Therefore the exponents of the cumulative length of the road network and socioeconomic interactions within the circle of radius r are 2 − β/2 and 2 − 3β/2. These predictions are consistent with the data from Beijing and London shown in Fig. 3. Due to the need for high-resolution data, we use nighttime light as the proxy for socioeconomic interactions43,44,45. Although nighttime light data has some intrinsic disadvantages when representing high-resolution interactions (e.g., at a community level, because luminosity is also associated with road density and type of land use), it remains the best candidate among open-source data. We show that as long as the spatial resolution is not excessively high it is a good proxy (see Methods, Supplementary Figs. 10 and 1214 and Supplementary Note 6 for further discussion). Thus based on Eqs. (5)–(7) we can obtain all the other spatial scaling exponents from any single observation.

Fig. 2
figure 2

Population density distribution by the model and validation with empirical data. a The relationship between C and β for different sizes (P(t) = 104, 5 × 104, 105), which can be well fitted by a power law with an exponential cutoff (\(\beta \sim 0.00350C^{ - 0.697}e^{ - 46.280C}, R^2 = 0.996\), see Supplementary Fig. 1 and Supplementary Note 1 for more details). β is estimated by the non-linear least squares (NLS) fitting of the simulation. Error bars mean±sd, obtained from ten different realisations. b Simulated AP density on a log-log plot along the distance for various system sizes with C = 0.002 and P(t) = 104, 5 × 104, 105. The absolute density increases as the system grows larger (see Supplementary Fig. 2 and Supplementary Note 1 for the re-scaled population density). c The empirical AP density along the distance to the central areas of London (β = 0.296) and Beijing (Inset, β = 0.0888) (see Table S1 for further details on the central areas of cities)

Fig. 3
figure 3

The spatial scaling sresults for two cities. Results for a London and b Beijing. The exponents of AP in London and Beijing are 1.70 and 1.91, respectively, which are estimated by linear regression in a, b. Then, β = 0.30 for London and 0.09 for Beijing can be estimated according to Eq. (5). According to our theory, the exponents of road length and socioeconomic interactions captured by nighttime lights can be predicted to be 2 − β/2 = 1.85(1.95) and 2 − 3β/2 = 1.55(1.86) for London (Beijing), which are very close to the empirical results—by linear regression, the exponents and standard deviations for road length and socioeconomic interactions of London are 1.85 (sd 0.00800) and 1.66 (sd 0.0118). For Beijing, they are 1.95 (sd 0.0164) and 1.74 (sd 0.0105), respectively

Aggregate scaling laws

In addition to providing the spatial distributions of the three main variables, the model is able to generate the scaling laws at the aggregate level, i.e., the dependencies of total area, road length, and GDP on population. Note that Eqs. (2) and (3) are power functions and thus we can use the following general form to facilitate our discussion

$$y \propto \rho ^\eta ,$$
(8)

▶ **What to work on**: Decide whether each statement agrees with the passage on urban spatial scaling, answering yes or no and quoting the words of the passage that settle it. 1. Nighttime light serves as the proxy for socioeconomic interactions. 2. The exponent of AP in London is 1.91. 3. The model can generate scaling laws at the aggregate level. The records that follow are drawn from a separate source.

▶ **Listed records**:
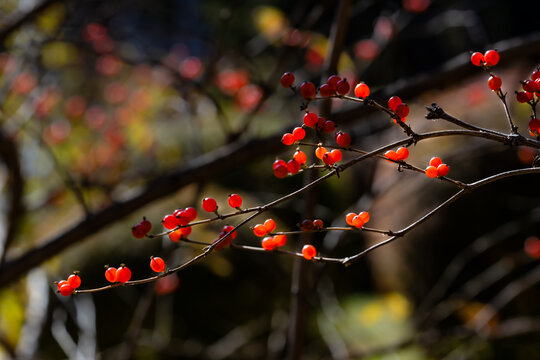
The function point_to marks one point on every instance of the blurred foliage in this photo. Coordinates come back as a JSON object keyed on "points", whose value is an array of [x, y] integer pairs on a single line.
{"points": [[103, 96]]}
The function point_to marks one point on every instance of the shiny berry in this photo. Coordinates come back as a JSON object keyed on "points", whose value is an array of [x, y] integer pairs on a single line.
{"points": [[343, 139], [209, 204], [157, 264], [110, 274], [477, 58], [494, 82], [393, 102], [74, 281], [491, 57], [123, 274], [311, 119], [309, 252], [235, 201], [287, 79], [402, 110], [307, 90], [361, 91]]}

* * *

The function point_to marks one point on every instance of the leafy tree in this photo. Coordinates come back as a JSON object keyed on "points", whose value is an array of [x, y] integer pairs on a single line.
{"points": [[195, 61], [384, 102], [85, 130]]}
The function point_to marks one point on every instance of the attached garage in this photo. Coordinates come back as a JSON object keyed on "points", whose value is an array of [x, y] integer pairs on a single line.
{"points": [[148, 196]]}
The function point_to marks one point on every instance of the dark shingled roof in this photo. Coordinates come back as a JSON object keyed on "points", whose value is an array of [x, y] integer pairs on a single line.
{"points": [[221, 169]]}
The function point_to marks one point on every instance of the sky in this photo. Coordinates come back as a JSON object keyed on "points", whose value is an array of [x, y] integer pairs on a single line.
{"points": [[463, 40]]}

▶ **Completed task**:
1. Yes: "we use nighttime light as the proxy for socioeconomic interactions"
2. No: "The exponents of AP in London and Beijing are 1.70 and 1.91, respectively"
3. Yes: "the model is able to generate the scaling laws at the aggregate level"